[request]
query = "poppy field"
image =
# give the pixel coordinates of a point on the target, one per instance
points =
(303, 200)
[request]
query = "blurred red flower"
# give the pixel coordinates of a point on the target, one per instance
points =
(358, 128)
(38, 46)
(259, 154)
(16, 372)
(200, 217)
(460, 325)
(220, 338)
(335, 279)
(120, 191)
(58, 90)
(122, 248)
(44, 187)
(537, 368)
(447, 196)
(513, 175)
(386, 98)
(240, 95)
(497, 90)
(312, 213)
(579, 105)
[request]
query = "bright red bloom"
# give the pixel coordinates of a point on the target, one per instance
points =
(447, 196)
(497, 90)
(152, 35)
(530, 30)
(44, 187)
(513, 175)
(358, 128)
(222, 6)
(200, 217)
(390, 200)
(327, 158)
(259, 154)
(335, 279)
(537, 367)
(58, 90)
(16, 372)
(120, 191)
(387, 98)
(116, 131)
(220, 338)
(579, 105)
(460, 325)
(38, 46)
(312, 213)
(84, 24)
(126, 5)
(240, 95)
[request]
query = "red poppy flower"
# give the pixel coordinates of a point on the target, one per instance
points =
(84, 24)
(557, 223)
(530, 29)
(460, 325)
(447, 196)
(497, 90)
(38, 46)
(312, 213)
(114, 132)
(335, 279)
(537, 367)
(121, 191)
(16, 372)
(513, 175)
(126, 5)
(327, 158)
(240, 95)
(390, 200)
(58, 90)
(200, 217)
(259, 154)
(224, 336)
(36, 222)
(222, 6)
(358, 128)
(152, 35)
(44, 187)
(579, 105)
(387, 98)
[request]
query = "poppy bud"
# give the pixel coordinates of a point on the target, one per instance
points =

::::::

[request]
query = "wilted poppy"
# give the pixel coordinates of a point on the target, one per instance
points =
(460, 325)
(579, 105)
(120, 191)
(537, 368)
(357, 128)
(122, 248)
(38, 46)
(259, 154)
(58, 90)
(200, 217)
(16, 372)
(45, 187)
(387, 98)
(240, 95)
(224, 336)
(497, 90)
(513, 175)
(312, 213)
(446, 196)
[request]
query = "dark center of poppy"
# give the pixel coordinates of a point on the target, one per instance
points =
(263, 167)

::::::

Given task
Tally the lines in the material above that contain the string "poppy", matching case exactly, and reply with the number alone.

Written solution
5